::: Okuma Parçası :::

MURAT SEVİNÇ
Muhalif siyasetçiler, özellikle Altılı Masa’nın kimi mensupları, muhalif seçmenin aday isminin açıklanması konusundaki ısrarını yadırgadığını dile getiriyor zaman zaman.
Siyaseti ‘cumhurbaşkanı adayının ismine’ kim sıkıştırdı? Ben mi, siz okurlar mı? Peki bir kez oraya sıkıştıktan sonra, herkesin aynı şeyden söz etmesinde, dönüp dolaşıp “Kim aday olacak” sorusunu yöneltmesinde, muhtemel adaylar üzerinden polemik yapmasında ve hatta birbirine düşmesinde ne gariplik var? Evet, ben de bir seçmen olarak en çok muhalefet adayının ismini merak ediyorum artık, bunun dışındaki her muhalif söz ve vaatle büyük ölçüde mesleki gerekçelerle ilgilenir haldeyim.

::: Verilen Kayıtlar :::

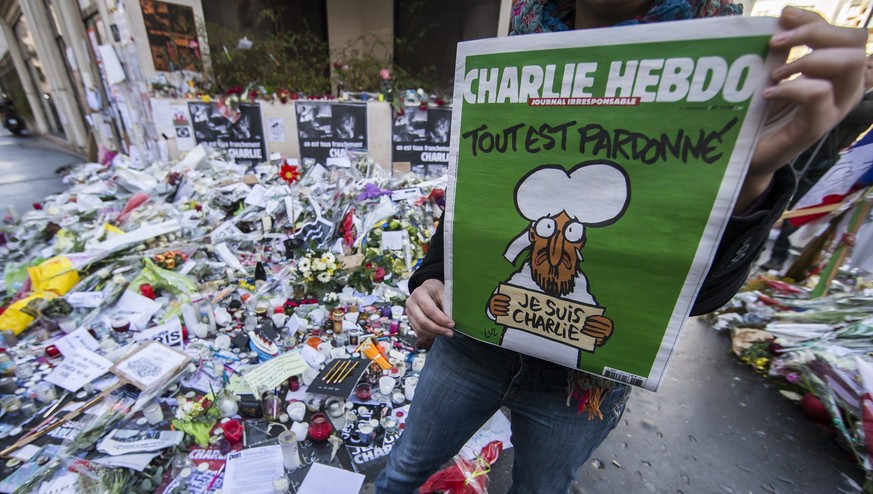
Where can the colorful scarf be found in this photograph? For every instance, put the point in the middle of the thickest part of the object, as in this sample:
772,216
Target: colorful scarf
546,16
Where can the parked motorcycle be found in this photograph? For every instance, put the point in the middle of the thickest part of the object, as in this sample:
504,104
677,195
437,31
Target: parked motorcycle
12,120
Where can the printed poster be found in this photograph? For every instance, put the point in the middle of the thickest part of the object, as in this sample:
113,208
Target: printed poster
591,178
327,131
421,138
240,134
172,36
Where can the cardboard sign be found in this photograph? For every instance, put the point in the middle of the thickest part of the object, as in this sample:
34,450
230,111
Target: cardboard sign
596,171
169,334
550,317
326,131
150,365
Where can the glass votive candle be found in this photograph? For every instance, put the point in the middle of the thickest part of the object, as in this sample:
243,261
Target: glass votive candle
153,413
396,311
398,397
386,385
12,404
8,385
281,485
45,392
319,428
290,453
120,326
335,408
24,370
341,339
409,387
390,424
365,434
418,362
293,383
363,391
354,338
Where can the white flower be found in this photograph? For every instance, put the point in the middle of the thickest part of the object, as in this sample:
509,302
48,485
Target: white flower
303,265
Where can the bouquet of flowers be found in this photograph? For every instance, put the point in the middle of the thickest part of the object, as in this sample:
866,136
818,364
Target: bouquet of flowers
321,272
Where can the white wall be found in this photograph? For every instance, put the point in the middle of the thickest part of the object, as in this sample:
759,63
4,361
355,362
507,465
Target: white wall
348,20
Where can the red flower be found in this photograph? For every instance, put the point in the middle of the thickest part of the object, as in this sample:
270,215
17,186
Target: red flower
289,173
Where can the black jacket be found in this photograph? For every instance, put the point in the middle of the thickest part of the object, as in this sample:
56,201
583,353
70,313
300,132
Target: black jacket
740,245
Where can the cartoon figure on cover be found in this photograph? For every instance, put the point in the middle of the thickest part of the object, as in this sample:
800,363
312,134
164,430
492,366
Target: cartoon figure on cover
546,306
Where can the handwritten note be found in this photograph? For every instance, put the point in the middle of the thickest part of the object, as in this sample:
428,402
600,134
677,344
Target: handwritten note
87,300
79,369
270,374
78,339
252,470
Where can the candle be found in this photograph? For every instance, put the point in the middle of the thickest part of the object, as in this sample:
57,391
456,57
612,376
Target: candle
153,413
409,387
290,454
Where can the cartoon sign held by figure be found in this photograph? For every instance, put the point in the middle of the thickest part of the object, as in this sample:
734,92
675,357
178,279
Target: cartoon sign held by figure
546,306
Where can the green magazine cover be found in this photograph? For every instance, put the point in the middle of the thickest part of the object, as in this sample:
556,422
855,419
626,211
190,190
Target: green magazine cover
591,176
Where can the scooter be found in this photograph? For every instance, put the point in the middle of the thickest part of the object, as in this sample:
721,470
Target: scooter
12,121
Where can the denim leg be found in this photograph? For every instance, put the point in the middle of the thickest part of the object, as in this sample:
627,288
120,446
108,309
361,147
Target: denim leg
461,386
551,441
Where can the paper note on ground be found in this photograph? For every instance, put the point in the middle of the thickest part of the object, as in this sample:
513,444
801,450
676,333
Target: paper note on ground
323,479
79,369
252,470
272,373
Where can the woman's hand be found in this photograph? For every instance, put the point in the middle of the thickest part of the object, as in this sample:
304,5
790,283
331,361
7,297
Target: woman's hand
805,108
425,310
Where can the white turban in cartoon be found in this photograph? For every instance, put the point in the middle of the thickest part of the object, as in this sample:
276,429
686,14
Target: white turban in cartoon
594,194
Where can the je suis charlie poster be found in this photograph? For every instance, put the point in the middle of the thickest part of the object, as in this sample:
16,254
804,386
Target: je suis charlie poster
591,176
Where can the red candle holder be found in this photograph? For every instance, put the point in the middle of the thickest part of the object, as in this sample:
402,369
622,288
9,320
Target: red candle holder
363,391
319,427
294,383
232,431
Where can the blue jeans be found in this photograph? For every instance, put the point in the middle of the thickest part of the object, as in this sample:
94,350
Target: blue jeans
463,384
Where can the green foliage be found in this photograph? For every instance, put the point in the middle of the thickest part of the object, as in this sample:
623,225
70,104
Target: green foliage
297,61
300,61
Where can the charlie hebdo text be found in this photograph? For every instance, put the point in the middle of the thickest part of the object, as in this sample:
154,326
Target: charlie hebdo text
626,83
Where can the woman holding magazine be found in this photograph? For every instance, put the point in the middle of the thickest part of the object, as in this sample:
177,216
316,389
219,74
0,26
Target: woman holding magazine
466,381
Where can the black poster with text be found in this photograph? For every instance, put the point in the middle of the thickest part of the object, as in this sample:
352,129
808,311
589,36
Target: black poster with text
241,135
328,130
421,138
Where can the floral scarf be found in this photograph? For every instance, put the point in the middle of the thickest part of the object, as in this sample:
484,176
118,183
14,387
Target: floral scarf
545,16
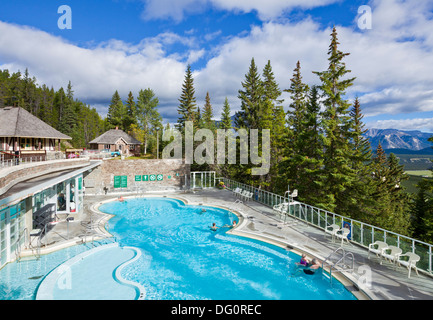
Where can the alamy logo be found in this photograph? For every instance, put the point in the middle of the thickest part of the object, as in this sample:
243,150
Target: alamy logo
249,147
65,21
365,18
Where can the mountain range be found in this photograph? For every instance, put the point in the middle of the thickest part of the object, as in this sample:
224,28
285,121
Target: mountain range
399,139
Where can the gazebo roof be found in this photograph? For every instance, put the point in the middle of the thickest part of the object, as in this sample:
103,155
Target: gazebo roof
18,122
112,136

:::

Çözülecek Sorun: Muhalefetin cumhurbaşkanı adayının ismi üzerine yoğunlaşan tartışmayı ele alan yazıyı, son cümlesinden sonra gelecek biçimde sürdürün.

Görev Yanıtı:
Son zamanlarda, kulağı delik eş dosttan, kimi muhalif siyasetçilerin “Canım, eninde sonunda bir seçim, kazanılır da kaybedilir de” nevi bir eğilime sahip olduğunu işitiyorum. Ben bu sayınlar sayını siyaset esnafının rahatlığına sahip değilim ne yazık ki, çünkü ne burnum o denli havada, ne de onların yaşam koşullarına, konforuna sahibim. Ayrıca, siyasetin gerekleri ile zevzeklik arasındaki farkın ayırdına varacak yaştayım. Böyle düşünen muhalifler, eğer bir mucizeyi gerçekleştirip de üstün çabaları sonucunda seçimi kaybederse, hayal ettikleri “Artık önümüzdeki seçime bakacağız” konuşmasını yapamayacaklar, kuşkuları olmasın. İnsanın şöyle sözler sarf edebilmesi için şuursuz sıfatı çok hafif kalıyor.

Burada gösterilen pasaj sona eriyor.